• _WHAT YOU ARE ASKED TO DO_
Could you give the lines below as a numbered list, starting with the line containing "Target: yellow and blue uniform" and going on through the end of the rows, with any blank lines left out?

————

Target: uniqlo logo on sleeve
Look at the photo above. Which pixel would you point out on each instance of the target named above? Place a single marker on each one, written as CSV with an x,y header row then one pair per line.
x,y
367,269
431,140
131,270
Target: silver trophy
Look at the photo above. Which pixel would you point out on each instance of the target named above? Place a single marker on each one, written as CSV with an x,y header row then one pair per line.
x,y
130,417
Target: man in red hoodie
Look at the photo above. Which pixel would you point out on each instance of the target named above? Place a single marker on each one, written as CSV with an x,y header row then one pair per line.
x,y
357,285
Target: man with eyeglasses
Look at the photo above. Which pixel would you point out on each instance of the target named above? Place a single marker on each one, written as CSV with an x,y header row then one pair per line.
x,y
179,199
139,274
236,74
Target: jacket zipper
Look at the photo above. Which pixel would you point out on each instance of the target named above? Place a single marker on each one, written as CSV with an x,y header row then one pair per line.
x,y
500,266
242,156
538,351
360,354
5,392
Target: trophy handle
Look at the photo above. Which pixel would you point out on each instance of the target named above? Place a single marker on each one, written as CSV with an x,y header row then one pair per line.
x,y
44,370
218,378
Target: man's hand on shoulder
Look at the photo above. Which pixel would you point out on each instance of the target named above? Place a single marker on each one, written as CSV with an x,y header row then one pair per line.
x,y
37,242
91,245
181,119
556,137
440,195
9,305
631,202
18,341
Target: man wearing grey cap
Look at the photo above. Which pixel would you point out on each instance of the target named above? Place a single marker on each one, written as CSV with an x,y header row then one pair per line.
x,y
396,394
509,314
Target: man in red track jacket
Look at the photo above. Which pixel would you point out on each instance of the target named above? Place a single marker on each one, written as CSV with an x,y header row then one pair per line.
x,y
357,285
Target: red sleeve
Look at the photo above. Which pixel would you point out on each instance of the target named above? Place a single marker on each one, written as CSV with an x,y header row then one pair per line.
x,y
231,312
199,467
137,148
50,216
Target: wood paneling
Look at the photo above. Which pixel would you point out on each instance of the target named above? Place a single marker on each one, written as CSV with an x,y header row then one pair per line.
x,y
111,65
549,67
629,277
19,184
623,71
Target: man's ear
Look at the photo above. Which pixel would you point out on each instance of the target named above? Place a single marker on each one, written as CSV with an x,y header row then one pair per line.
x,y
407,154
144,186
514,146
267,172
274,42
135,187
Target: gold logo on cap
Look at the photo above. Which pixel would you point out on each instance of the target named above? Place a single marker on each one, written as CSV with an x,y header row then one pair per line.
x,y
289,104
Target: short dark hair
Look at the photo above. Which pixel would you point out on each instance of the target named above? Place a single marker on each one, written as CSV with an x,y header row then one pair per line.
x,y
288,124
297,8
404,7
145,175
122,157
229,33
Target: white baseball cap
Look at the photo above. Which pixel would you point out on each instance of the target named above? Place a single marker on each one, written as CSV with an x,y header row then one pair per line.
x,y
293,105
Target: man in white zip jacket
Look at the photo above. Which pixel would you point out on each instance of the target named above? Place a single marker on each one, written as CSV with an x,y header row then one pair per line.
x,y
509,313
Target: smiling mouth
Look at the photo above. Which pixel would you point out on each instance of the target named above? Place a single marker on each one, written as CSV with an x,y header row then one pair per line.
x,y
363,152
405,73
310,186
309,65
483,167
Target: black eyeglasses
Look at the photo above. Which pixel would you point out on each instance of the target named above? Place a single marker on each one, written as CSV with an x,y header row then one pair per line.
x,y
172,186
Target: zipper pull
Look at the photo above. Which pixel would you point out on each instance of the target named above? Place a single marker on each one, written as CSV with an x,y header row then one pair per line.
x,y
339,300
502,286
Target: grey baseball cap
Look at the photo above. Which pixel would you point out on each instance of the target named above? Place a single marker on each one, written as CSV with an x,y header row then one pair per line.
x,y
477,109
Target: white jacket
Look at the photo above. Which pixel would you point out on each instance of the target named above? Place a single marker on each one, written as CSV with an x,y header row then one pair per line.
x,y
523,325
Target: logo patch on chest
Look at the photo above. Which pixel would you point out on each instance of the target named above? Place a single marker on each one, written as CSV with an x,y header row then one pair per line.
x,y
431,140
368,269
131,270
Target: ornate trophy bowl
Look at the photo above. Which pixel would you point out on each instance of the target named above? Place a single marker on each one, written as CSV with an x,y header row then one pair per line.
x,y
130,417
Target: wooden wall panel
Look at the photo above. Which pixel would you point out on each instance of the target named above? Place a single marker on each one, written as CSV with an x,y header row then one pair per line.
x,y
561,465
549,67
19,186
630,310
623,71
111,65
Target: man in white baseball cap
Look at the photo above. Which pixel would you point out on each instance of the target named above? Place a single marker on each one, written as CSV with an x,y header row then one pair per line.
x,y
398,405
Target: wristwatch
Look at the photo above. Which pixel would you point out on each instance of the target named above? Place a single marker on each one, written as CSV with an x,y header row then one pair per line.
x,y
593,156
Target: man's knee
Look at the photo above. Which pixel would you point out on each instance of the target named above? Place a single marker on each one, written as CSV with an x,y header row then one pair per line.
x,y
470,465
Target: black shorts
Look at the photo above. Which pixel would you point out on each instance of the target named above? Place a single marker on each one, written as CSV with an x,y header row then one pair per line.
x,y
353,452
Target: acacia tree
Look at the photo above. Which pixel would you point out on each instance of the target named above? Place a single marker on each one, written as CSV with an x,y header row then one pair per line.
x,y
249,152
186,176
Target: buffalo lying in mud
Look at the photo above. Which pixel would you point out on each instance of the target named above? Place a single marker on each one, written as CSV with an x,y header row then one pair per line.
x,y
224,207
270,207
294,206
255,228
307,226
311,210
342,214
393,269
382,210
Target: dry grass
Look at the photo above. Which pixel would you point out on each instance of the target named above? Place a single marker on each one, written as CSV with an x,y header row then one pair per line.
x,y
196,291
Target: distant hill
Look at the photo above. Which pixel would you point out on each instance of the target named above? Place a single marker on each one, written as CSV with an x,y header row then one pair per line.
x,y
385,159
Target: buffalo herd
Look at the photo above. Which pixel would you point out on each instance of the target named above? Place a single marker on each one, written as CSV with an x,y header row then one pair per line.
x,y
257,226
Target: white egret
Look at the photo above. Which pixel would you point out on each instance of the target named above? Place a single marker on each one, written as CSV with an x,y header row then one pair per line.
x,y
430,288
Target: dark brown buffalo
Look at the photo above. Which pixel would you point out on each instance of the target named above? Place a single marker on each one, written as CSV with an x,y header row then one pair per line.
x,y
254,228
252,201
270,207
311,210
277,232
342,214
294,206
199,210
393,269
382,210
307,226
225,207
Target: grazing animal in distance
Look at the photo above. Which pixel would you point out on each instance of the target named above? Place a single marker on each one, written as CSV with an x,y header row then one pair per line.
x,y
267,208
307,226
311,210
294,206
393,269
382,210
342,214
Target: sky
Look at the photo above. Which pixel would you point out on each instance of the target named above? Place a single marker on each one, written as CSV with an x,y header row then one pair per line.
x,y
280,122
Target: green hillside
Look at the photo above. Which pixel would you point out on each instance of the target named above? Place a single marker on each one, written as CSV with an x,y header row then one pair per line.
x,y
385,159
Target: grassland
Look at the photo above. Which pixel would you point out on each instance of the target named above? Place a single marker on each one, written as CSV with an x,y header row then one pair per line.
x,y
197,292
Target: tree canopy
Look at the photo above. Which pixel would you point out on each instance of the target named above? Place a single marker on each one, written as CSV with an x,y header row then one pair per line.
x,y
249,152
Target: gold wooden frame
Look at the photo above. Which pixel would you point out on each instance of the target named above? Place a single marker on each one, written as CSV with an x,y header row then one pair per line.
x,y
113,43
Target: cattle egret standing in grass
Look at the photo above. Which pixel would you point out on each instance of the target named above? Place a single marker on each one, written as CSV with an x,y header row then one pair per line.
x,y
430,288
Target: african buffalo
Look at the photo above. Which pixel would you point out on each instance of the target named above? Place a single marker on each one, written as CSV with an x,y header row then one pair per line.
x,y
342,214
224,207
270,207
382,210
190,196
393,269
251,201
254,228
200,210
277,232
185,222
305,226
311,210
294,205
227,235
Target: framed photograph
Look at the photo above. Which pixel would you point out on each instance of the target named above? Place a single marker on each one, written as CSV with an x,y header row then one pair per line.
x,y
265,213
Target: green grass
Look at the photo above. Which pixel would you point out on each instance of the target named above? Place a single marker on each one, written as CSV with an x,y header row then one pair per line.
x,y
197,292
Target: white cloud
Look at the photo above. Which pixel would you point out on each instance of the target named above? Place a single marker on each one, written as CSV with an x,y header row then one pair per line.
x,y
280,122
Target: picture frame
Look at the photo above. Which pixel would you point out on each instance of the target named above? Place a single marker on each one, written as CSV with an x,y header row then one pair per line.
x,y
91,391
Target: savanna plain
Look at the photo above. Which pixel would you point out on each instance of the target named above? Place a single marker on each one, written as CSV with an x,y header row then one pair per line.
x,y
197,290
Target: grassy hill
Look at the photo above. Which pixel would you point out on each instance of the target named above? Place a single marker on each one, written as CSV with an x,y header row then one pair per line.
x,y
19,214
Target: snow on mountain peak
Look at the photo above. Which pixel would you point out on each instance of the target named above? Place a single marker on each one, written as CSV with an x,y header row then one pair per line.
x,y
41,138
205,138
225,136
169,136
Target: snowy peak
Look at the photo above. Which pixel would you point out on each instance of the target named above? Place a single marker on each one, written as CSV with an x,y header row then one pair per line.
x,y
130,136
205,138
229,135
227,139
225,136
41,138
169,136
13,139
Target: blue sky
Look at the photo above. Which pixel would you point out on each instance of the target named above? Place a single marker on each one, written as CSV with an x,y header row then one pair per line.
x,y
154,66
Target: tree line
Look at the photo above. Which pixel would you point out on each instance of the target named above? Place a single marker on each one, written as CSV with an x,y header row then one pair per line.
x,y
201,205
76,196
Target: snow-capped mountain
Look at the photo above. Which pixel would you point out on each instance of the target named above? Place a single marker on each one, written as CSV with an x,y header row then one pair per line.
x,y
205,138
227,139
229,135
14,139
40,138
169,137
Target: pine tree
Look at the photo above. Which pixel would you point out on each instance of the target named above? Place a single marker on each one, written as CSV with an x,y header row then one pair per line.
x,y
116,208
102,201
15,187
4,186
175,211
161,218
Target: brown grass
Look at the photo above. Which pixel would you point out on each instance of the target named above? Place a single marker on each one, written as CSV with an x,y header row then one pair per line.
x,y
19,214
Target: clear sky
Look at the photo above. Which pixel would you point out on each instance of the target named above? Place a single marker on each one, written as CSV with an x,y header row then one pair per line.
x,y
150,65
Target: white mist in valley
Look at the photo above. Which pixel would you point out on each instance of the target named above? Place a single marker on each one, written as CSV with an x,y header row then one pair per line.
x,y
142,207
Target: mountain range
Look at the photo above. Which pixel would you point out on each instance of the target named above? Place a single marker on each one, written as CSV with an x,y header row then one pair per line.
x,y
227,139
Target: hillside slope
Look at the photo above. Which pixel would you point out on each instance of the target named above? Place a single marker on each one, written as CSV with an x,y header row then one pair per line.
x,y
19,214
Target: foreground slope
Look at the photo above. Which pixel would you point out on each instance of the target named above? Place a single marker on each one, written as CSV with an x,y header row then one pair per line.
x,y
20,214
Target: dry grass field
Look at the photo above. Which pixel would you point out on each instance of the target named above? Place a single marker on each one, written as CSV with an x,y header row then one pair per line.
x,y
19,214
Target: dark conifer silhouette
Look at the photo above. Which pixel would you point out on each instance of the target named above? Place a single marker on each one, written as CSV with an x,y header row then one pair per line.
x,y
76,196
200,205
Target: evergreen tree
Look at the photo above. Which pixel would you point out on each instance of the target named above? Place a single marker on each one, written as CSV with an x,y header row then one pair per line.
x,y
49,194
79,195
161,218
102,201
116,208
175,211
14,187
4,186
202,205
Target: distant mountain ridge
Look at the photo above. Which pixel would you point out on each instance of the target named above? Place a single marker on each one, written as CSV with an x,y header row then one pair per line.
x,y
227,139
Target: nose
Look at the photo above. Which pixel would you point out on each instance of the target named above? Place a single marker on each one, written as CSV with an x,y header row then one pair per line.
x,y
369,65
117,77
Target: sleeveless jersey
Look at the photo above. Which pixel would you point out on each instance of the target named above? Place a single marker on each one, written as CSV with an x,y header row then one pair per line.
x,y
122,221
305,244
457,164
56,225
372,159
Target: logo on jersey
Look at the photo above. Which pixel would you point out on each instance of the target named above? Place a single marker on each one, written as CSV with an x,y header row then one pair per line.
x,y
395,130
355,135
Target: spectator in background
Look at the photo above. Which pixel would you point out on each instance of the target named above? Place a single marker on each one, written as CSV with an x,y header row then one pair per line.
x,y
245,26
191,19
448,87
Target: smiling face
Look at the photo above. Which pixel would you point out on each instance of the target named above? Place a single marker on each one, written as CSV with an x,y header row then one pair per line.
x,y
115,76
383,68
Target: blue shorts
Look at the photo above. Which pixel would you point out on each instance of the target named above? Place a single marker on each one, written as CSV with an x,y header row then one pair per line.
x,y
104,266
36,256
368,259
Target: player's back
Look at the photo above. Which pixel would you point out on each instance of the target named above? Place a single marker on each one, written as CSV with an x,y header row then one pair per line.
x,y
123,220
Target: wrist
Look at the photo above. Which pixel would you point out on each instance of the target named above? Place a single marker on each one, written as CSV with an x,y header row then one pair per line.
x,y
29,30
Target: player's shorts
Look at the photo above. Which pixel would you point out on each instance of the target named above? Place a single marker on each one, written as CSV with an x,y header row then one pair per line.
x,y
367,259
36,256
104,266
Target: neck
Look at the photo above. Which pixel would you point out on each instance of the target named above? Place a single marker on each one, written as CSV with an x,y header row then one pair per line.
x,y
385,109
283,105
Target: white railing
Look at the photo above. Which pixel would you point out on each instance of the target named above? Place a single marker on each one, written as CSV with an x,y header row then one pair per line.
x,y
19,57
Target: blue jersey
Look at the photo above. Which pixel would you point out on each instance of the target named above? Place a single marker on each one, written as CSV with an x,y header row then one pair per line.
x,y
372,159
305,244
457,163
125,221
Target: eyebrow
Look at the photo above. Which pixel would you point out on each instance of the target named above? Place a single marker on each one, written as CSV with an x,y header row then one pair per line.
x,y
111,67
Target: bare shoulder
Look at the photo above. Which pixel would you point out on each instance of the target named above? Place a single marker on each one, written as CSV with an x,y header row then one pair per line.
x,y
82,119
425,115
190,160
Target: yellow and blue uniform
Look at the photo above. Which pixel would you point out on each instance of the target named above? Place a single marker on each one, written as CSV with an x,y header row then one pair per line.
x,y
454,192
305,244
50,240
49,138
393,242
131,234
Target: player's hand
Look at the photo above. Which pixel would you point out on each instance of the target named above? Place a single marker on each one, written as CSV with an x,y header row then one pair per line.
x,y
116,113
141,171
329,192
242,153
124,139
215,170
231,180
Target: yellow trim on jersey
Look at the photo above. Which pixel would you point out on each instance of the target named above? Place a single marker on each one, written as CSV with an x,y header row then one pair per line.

————

• _COMPLETE OUTPUT_
1. Target: yellow and blue uniform
2. Look at the photo above. Which pixel would you point out on each instance of the target named above? Place a single marker on each one, written as CSV with an x,y header row then one pair per line.
3. x,y
4. 454,192
5. 305,244
6. 50,240
7. 49,138
8. 393,242
9. 131,234
10. Target: player's hand
11. Look at the photo above. Which pixel would you point out on each instance of the target named above? Place a single marker on each one, written as CSV with an x,y header row then one pair per line.
12. x,y
13. 116,113
14. 141,171
15. 329,192
16. 242,153
17. 124,139
18. 215,170
19. 231,180
20. Target: yellow trim on jersey
21. Look at the photo above. Which pixel would you point out on each instance of the target named above? Place a single marker on each one, written as CSV with an x,y header row then one pair per line.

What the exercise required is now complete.